What to do: Repeat everything in the listing below. Keep each line exact.

Data section:
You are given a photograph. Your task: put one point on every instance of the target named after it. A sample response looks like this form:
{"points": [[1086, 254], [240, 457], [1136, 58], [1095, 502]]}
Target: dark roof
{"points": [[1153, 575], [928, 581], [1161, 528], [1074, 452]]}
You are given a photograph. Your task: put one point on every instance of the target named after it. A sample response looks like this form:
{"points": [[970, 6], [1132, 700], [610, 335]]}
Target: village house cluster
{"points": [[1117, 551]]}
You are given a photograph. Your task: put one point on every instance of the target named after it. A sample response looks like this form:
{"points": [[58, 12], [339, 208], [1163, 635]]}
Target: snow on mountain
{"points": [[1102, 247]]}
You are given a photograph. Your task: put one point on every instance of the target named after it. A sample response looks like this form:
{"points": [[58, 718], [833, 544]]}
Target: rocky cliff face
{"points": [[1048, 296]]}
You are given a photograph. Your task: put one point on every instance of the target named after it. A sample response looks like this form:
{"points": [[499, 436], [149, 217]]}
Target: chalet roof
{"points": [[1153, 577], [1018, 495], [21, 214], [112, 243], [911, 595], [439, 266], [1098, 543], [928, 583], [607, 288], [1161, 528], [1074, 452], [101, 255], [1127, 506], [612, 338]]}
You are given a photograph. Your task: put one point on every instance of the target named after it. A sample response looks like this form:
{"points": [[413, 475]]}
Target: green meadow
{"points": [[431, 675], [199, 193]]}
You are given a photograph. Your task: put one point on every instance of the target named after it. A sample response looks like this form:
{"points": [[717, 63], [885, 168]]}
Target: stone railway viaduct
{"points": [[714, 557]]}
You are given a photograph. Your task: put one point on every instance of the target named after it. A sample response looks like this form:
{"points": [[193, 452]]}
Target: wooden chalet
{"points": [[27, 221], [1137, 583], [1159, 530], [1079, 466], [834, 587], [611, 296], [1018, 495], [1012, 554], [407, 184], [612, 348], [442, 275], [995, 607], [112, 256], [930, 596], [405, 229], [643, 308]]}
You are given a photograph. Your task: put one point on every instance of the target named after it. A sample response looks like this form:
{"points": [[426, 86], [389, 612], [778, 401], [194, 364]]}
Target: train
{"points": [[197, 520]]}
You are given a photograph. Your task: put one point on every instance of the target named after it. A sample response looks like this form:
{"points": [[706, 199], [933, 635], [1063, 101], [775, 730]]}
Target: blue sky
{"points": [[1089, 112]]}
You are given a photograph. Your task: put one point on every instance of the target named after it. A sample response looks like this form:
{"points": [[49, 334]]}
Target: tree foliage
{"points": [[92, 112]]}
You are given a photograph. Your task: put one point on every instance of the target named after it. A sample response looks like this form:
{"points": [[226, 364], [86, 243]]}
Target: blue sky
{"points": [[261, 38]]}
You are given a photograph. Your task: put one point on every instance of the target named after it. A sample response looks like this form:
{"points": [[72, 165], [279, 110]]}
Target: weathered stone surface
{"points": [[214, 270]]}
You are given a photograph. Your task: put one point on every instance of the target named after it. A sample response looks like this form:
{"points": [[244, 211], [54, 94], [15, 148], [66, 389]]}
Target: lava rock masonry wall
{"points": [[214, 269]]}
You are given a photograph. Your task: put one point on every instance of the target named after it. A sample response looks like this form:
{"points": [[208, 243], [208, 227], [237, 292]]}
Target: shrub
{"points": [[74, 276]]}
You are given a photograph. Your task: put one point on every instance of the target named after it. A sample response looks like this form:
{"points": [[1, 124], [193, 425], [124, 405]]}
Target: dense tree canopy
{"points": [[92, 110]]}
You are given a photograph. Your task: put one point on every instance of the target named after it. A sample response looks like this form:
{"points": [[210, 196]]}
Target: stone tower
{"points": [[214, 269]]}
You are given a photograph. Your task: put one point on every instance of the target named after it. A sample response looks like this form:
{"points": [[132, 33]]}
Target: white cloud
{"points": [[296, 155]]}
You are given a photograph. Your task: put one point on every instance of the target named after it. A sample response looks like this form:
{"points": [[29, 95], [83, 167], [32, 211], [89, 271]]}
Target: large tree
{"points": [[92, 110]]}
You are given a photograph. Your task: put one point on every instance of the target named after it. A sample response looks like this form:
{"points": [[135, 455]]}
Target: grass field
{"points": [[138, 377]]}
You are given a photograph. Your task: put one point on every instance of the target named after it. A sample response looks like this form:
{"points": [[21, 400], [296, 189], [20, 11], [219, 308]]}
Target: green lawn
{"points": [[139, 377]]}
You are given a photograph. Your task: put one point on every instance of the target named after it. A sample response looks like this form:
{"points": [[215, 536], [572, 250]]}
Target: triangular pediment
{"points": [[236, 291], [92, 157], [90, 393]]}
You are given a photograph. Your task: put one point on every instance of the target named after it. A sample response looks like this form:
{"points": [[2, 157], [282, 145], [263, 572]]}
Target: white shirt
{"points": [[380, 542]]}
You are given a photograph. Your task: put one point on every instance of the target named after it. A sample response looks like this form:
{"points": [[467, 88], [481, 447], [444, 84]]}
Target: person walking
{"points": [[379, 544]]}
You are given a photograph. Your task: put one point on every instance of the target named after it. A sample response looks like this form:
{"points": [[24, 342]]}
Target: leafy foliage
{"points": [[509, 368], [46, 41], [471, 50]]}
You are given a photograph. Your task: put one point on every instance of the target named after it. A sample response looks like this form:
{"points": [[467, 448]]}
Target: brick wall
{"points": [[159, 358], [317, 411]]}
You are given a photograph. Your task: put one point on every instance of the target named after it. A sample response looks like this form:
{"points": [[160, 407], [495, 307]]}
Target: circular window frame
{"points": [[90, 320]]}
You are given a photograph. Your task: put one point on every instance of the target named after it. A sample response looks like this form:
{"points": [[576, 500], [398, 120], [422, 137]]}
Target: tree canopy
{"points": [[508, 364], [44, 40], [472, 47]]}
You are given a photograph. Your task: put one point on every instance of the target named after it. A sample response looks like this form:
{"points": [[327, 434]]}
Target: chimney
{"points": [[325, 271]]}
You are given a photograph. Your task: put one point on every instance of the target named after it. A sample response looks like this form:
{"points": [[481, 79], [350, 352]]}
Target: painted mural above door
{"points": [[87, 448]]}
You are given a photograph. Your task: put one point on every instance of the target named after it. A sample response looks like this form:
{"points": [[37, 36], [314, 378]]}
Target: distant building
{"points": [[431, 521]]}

Final answer:
You are given a photograph. Your task: put one point on every instance of the target named after it. A sample response looks like this form:
{"points": [[1086, 254], [240, 457], [1136, 58], [1095, 502]]}
Target: dark roof
{"points": [[1153, 575], [928, 581], [1161, 528], [1074, 452]]}
You are given a photograph. Your task: put one point on every instance of the target named after it. A sample response looks like this form:
{"points": [[970, 6], [1132, 700], [610, 335]]}
Target: village house cluster
{"points": [[1117, 551]]}
You are given a photograph. Your task: put one point on every instance of the target named after it. A sample response looks like this form:
{"points": [[58, 12], [339, 208], [1163, 635]]}
Target: snow on mountain
{"points": [[1102, 247]]}
You are given a photograph. Your task: put one point on every instance of the target named after it. A sample response looks like this form:
{"points": [[58, 718], [833, 544]]}
Target: rocky cliff face
{"points": [[1048, 296]]}
You are given a photograph. Your task: put one point on every instance of the target named after it. A sample response looks like this form:
{"points": [[499, 436], [149, 217]]}
Target: chalet roof
{"points": [[1153, 577], [1018, 495], [21, 214], [112, 243], [911, 595], [439, 266], [1098, 543], [928, 583], [607, 288], [1161, 528], [1074, 452], [101, 255], [1127, 506], [612, 338]]}
You are given a photograph. Your task: put one point on every instance of the target named after it. A sample response looks like this form:
{"points": [[413, 475]]}
Target: green meadow
{"points": [[431, 675], [199, 193]]}
You are given a photograph. Your task: put one point on every instance of the target named after it. A sample response looks like this form:
{"points": [[717, 63], [885, 168]]}
Target: stone railway viaduct
{"points": [[714, 557]]}
You are given a photograph. Your task: put one point on every instance of the target named after it. A sample response looks like this form:
{"points": [[193, 452]]}
Target: wooden chalet
{"points": [[27, 221], [1137, 583], [1159, 530], [1079, 466], [834, 587], [611, 296], [1018, 495], [1012, 554], [407, 184], [612, 348], [442, 275], [995, 607], [112, 256], [930, 596], [405, 229], [643, 308]]}
You are given a photograph. Your task: put one point on every instance of the target named after it. A sample response looks like this form:
{"points": [[426, 86], [389, 612], [778, 401], [194, 364]]}
Target: train
{"points": [[197, 520]]}
You are given a photograph. Your task: put one point on every instance of the target named after it. A sample response looks like this form:
{"points": [[706, 199], [933, 635], [1063, 101], [775, 730]]}
Target: blue sky
{"points": [[1089, 112]]}
You are given a photograph. Your task: put one point on every instance of the target named after it. A sample response looks like this form:
{"points": [[49, 334]]}
Target: tree foliage
{"points": [[92, 112]]}
You are given a photograph. Your task: put one point on every instance of the target named after it. A sample response looks like this form:
{"points": [[226, 364], [86, 243]]}
Target: blue sky
{"points": [[261, 38]]}
You are given a photograph. Your task: put one point on every instance of the target named after it. A sample response looks like this form:
{"points": [[72, 165], [279, 110]]}
Target: weathered stone surface
{"points": [[214, 270]]}
You are given a photograph. Your task: put one point on every instance of the target named after it. A sample response looks like this form:
{"points": [[244, 211], [54, 94], [15, 148], [66, 389]]}
Target: lava rock masonry wall
{"points": [[214, 269]]}
You are given a photograph. Your task: put one point on every instance of the target named after it. A sample response looks like this form:
{"points": [[208, 243], [208, 227], [237, 292]]}
Target: shrub
{"points": [[74, 276]]}
You are given a photograph. Your task: put one point on every instance of the target named after it. A sample response looks like this form:
{"points": [[1, 124], [193, 425], [124, 405]]}
Target: dense tree canopy
{"points": [[92, 110]]}
You are given a photograph. Your task: put one point on every instance of the target named after it. A sample response looks like this form:
{"points": [[210, 196]]}
Target: stone tower
{"points": [[214, 269]]}
You are given a photograph. Your task: put one point on every instance of the target named after it. A sample response looks like this form:
{"points": [[132, 33]]}
Target: white cloud
{"points": [[296, 155]]}
You are given a photograph. Your task: put one point on every instance of the target named after it. A sample response looks like this form:
{"points": [[29, 95], [83, 167], [32, 211], [89, 271]]}
Target: large tree
{"points": [[92, 110]]}
You are given a photograph. Your task: put one point on every instance of the target named after it. A sample response looks like this form:
{"points": [[135, 455]]}
Target: grass field
{"points": [[138, 377]]}
You are given a photograph. Your task: put one point on every instance of the target named after it. A sample response looks like this form:
{"points": [[21, 400], [296, 189], [20, 11], [219, 308]]}
Target: green lawn
{"points": [[139, 377]]}
You are given a photograph. Your task: put one point on every instance of the target named after it. A sample response looks like this form:
{"points": [[215, 536], [572, 250]]}
Target: triangular pediment
{"points": [[236, 291], [92, 157], [90, 393]]}
You are given a photograph. Your task: put one point on every instance of the target named after it. A sample response looks like this form:
{"points": [[2, 157], [282, 145], [263, 572]]}
Target: white shirt
{"points": [[380, 542]]}
You are given a photograph. Your task: put one point on every instance of the target named after it. A sample response looks like this form:
{"points": [[467, 88], [481, 447], [444, 84]]}
Target: person walking
{"points": [[379, 544]]}
You are given a photograph. Your task: put one point on every instance of the target named after it. A sample response looks like this form:
{"points": [[24, 342]]}
Target: leafy foliage
{"points": [[509, 368], [46, 41], [471, 50]]}
You are given a photograph. Your task: put one point on every instance of the target named after it. A sample response looks like this form:
{"points": [[467, 448]]}
Target: brick wall
{"points": [[159, 358], [317, 411]]}
You are given a photograph. Your task: put one point on every instance of the target named after it. A sample response looks like this form:
{"points": [[160, 407], [495, 307]]}
Target: circular window frame
{"points": [[90, 320]]}
You are given a photograph. Your task: put one point on every instance of the target named after it. A sample response looks like this form:
{"points": [[576, 500], [398, 120], [422, 137]]}
Target: tree canopy
{"points": [[508, 364], [44, 40], [472, 47]]}
You are given a photograph. Your task: put one point on every instance of the target named after it. A sample response looks like this form:
{"points": [[327, 434]]}
Target: chimney
{"points": [[325, 271]]}
You are given a photograph. Your task: put one point on every instance of the target named after it. A sample response looks like this form:
{"points": [[481, 79], [350, 352]]}
Target: painted mural above door
{"points": [[87, 448]]}
You are given a photograph. Your task: put one point on every instance of the target named after it. A sample response looks like this form:
{"points": [[37, 36], [314, 378]]}
Target: distant building
{"points": [[431, 521]]}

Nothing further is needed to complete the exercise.